Les députés ont-ils les moyens techniques, en particulier les nouveaux, et le temps utile pour lire, comprendre, analyser, apprécier et amender cet agrégat de documents budgétaires ? Pour ma part, la réponse ne saurait être affirmative.
En conséquence, nos préconisations s’orientent vers la solution constitutionnelle à l’effet de maintenir le cap de la rupture.
II/ Recourir à l’argument constitutionnel
Le choix a été fait de recourir à l’argument constitutionnel pour dissoudre l’Assemblée nationale, de tenir les élections législatives anticipées et, dans la foulée, d’installer la nouvelle Assemblée nationale. Ce processus explique le questionnement autour des délais d’examen du projet de loi de finances pour l’année 2025.
Il s’agit alors de rompre d’avec le statu quo parlementaire ou d’investir des solutions conformes à la Constitution qui constituent en même temps des vecteurs de rupture par rapport à la procédure expéditive d’examen des textes.
A l’analyse, le vote du projet de loi de finances mérite des circonstances atténuantes. A la limite, c’est un budget transitoire entre deux régimes, élaboré selon des procédures exceptionnelles et qui pourrait, par parallélisme des formes, être adopté sur la base de procédures exceptionnelles.
D’abord, on se le rappelle : le Débat d’orientation budgétaire n’a pas eu lieu alors que l’article 56 de la LOLF dispose expressément que « le document de programmation budgétaire et économique pluriannuelle, éventuellement accompagné des documents de programmation pluriannuelle des dépenses (…) est adopté en Conseil des Ministres. Ces documents sont publics et soumis à un débat d’orientation budgétaire à l’Assemblée nationale, au plus tard à la fin du deuxième trimestre de l’année. »

- Consigne A: D'après le texte sur l'examen du projet de loi de finances pour 2025, quel article de la LOLF soumet les documents de programmation à un débat d'orientation budgétaire ?
- Consigne B: Dressez la liste des actions que, selon le texte sur le projet de loi de finances pour 2025, les députés devraient pouvoir mener sur l'agrégat de documents budgétaires.
- Consigne C: Poursuivez le texte sur l'examen du projet de loi de finances pour 2025 à partir de sa dernière phrase.

- Enregistrements présentés:
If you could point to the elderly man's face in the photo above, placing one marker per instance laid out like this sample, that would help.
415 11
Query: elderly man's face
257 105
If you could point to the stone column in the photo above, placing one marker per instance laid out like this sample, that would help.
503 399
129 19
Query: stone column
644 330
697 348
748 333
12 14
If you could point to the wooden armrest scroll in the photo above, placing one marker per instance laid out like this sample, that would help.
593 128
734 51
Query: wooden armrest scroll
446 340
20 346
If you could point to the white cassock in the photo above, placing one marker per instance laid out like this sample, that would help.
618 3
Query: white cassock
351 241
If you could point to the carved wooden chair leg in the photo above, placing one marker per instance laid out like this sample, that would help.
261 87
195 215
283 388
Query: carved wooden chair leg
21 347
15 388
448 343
...
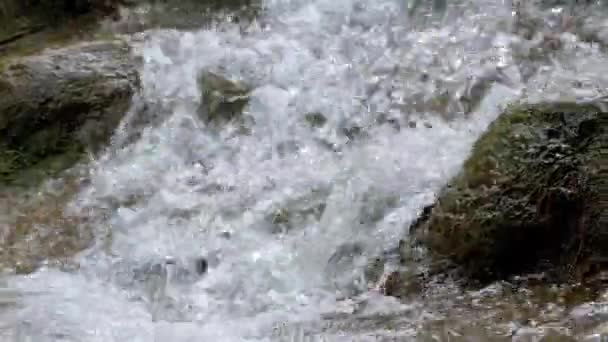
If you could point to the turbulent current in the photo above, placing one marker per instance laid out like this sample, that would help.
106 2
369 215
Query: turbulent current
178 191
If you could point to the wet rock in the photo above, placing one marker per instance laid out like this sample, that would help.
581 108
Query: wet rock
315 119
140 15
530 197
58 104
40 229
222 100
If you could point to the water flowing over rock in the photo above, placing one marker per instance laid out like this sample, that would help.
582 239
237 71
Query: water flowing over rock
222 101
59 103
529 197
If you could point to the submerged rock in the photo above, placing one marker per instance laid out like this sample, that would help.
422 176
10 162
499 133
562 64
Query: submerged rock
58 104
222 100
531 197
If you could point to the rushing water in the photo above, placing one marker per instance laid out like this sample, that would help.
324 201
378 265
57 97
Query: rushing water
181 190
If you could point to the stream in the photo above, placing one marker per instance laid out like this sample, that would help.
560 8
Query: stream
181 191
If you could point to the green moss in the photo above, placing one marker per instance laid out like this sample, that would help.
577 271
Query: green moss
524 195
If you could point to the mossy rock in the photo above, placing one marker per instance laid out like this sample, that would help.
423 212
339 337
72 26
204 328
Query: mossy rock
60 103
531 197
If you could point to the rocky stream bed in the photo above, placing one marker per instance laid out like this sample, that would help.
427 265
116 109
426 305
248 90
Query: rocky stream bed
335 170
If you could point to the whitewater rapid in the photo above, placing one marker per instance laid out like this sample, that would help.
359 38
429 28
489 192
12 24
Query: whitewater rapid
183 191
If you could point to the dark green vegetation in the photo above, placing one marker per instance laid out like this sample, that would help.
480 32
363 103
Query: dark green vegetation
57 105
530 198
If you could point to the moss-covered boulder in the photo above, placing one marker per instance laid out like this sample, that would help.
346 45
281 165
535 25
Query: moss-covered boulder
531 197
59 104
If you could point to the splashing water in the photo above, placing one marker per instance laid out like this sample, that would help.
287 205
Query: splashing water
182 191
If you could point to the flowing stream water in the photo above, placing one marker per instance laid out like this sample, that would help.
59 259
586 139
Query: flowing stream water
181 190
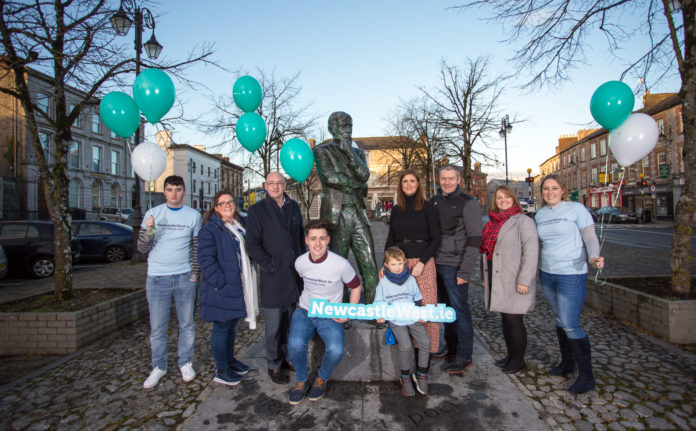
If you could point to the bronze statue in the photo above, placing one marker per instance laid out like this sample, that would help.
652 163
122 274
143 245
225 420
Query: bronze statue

- Réponse rédigée A: L'article 56 de la LOLF.

- Réponse rédigée B: Lire, comprendre, analyser, apprécier et amender.

- Réponse rédigée C:
Ensuite, le chaînage vertueux entre la loi de règlement de 2023 (année n-1) et la loi de finances de l’année 2024 ne s’est pas encore réalisé en conformité avec le droit budgétaire. L’article 63 de la LOLF a prévu que « le projet de loi de règlement est déposé sur le bureau de l’Assemblée nationale et distribué au plus tard le jour de l’ouverture de la session ordinaire de l’année suivant celle de l’exécution du budget auquel il se rapporte. Il est accompagné des documents prévus aux articles 49 et 50 de la présente loi organique. Le rapport sur l’exécution des lois de finances, la déclaration générale de conformité et, le cas échéant, l’avis de la Cour des Comptes sur la qualité des procédures comptables et des comptes ainsi que sur les rapports annuels de performance (…) sont transmis à l’Assemblée nationale sitôt leur adoption définitive par la Cour des Comptes ».
Cet impératif de « chaînage vertueux » est-il respecté pour pouvoir examiner le projet de loi de finances 2024 ? La réponse est en instance.
Enfin, le processus d’enchâssement de ce projet de budget 2025, dans la nouvelle vision d’un Sénégal souverain, juste et prospère, constitue une priorité de premier ordre.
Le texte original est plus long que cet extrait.